- Exercise description
Pull out each line of the listing below that contains the string "leaves", copying the lines unchanged.

- Material for this task
***

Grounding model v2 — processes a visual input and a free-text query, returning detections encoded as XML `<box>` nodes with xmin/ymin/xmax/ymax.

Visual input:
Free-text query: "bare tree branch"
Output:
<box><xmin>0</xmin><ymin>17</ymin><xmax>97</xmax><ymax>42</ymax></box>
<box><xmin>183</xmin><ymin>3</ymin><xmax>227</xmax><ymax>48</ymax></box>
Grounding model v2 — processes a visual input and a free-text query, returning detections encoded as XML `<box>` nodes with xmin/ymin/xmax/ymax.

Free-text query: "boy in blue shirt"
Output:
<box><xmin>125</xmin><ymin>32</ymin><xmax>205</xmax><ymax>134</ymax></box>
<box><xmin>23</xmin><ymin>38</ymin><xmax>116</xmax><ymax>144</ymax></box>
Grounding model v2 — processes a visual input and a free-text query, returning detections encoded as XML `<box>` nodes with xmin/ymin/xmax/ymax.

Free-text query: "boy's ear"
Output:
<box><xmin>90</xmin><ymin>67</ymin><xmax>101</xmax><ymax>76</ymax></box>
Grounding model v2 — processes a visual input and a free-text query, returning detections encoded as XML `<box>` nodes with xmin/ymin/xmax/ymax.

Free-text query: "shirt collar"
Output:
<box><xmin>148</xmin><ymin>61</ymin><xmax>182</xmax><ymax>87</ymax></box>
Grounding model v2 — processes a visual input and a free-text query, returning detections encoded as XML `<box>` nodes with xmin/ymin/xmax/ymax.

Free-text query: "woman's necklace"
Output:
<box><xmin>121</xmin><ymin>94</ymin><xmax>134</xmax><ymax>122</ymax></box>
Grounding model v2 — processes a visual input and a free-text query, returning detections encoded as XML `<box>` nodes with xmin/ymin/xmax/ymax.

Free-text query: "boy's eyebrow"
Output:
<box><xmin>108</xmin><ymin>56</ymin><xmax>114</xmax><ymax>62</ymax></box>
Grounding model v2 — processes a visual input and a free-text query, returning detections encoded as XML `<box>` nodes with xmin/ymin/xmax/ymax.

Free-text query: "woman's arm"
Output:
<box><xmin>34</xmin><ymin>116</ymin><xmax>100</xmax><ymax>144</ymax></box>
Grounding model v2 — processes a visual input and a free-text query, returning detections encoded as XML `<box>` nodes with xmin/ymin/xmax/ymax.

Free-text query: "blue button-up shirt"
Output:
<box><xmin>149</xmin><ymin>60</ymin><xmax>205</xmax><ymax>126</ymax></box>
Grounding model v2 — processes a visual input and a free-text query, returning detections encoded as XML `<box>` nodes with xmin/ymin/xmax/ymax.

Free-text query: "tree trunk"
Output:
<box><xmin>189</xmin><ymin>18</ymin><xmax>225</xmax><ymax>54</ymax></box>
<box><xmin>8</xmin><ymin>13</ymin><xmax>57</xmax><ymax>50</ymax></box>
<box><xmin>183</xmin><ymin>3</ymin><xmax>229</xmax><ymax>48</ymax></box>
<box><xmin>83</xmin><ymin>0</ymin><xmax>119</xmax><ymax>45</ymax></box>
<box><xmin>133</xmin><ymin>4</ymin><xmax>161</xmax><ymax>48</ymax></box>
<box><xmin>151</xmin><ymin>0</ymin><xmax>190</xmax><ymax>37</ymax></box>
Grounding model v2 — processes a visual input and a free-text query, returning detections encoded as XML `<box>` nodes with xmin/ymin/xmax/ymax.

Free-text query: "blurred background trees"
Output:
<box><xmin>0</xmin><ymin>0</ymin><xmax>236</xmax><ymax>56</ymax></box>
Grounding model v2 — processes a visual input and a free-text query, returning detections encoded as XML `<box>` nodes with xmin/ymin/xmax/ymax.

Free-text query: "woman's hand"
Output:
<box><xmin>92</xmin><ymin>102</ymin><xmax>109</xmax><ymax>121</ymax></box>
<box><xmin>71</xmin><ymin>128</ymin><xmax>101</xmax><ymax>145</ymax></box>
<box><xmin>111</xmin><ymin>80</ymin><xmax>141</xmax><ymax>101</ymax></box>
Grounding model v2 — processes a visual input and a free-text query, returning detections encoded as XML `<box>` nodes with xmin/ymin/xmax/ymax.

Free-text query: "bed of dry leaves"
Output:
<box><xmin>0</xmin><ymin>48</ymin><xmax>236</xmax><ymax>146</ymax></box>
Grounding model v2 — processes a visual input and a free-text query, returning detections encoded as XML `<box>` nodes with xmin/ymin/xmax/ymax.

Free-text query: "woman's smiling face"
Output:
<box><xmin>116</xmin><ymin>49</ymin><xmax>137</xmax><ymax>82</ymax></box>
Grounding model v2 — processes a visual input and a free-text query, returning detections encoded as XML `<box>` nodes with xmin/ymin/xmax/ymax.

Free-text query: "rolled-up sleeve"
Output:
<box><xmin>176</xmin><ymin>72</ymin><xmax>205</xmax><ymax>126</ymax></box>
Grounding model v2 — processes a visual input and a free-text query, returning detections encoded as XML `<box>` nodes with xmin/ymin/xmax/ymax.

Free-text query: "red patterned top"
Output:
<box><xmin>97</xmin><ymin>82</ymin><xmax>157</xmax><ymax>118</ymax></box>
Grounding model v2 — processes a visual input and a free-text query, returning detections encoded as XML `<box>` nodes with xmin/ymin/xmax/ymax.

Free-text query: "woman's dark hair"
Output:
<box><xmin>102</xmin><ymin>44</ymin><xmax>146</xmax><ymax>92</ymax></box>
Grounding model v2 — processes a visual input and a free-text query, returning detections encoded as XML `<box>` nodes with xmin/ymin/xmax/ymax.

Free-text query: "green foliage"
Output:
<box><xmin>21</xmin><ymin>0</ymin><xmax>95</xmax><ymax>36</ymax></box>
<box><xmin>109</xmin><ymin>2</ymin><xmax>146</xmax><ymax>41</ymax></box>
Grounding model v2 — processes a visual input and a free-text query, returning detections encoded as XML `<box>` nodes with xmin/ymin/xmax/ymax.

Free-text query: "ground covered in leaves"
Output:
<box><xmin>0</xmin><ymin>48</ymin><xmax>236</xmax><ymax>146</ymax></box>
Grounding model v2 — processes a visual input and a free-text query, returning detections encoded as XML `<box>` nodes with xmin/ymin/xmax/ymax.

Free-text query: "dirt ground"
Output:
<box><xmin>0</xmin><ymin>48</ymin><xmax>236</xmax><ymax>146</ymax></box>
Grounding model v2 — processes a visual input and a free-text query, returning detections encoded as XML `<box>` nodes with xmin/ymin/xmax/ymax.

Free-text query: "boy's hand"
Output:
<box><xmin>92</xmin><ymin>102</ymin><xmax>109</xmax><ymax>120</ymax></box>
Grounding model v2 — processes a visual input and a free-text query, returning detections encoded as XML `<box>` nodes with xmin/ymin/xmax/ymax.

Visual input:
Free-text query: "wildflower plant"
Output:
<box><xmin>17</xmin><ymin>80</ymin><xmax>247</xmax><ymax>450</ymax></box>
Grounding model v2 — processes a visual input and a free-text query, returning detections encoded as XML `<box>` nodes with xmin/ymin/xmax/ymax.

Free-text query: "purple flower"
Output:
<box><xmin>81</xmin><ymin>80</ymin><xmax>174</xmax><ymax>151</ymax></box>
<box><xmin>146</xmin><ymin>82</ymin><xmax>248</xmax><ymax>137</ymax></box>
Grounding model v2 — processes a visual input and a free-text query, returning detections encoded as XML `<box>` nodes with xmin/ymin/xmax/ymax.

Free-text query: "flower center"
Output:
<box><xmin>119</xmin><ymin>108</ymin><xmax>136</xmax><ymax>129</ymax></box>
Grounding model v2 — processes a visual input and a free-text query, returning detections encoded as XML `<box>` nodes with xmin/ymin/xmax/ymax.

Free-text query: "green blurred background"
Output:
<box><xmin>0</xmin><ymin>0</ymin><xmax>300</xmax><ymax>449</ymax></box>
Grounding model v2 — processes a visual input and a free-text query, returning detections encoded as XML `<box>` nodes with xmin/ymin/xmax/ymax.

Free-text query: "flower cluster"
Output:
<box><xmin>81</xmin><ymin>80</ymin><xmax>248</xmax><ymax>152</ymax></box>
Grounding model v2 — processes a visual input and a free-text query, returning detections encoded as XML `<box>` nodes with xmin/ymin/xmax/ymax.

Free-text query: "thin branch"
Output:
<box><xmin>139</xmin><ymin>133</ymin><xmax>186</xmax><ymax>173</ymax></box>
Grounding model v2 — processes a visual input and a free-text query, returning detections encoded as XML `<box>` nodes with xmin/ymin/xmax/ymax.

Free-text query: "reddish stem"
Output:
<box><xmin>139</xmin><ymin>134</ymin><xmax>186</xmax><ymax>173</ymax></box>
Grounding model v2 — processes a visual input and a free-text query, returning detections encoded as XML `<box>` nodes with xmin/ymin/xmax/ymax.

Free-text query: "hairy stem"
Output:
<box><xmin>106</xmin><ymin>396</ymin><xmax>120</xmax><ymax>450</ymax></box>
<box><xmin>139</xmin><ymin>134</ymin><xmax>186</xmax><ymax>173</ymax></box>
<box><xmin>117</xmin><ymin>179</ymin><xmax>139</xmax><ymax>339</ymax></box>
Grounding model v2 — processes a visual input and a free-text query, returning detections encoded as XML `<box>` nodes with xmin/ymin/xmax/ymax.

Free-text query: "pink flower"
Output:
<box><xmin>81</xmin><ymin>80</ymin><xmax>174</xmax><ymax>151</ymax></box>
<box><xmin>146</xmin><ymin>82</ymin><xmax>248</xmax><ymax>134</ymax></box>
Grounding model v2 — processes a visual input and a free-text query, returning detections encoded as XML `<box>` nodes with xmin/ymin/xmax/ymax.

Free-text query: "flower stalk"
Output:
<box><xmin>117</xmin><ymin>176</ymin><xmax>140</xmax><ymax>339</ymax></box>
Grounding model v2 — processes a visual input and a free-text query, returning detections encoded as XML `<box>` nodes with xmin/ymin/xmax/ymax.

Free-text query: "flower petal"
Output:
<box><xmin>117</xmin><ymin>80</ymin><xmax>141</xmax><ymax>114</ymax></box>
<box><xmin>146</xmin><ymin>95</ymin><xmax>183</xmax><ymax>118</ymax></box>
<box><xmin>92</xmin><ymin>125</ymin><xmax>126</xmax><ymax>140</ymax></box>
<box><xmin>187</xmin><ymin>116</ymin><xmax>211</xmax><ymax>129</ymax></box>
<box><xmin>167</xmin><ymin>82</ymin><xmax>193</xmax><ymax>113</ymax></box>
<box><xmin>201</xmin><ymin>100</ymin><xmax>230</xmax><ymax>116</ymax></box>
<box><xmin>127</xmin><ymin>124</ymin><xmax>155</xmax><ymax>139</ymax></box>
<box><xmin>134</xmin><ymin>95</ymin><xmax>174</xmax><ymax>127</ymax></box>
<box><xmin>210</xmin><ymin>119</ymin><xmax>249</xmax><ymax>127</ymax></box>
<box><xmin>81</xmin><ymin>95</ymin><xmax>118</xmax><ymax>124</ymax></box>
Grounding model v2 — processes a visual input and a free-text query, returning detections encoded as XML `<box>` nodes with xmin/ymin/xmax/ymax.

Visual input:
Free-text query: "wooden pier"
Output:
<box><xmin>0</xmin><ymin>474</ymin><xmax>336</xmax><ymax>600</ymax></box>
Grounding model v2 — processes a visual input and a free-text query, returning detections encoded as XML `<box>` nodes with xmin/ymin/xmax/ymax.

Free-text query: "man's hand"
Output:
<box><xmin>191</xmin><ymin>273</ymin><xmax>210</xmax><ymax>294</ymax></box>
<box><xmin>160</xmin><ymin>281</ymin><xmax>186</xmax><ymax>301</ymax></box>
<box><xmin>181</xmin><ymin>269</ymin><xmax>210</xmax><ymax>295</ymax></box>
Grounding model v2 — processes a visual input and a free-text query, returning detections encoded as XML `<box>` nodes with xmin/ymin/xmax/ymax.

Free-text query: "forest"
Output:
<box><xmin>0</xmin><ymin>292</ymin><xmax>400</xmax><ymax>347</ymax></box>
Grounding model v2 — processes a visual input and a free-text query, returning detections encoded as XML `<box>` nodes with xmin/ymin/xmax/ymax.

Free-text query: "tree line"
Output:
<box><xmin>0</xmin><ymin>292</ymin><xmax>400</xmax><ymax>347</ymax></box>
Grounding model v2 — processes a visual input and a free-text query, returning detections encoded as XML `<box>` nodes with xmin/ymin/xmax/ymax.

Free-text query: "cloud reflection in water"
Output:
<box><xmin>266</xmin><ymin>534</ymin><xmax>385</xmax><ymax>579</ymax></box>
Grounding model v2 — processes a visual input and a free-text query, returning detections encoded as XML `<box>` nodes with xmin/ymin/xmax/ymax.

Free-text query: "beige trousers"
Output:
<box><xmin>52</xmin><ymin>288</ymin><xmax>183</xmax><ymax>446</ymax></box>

***

- Result below
Free-text query: "bed of dry leaves"
Free-text query: "ground covered in leaves"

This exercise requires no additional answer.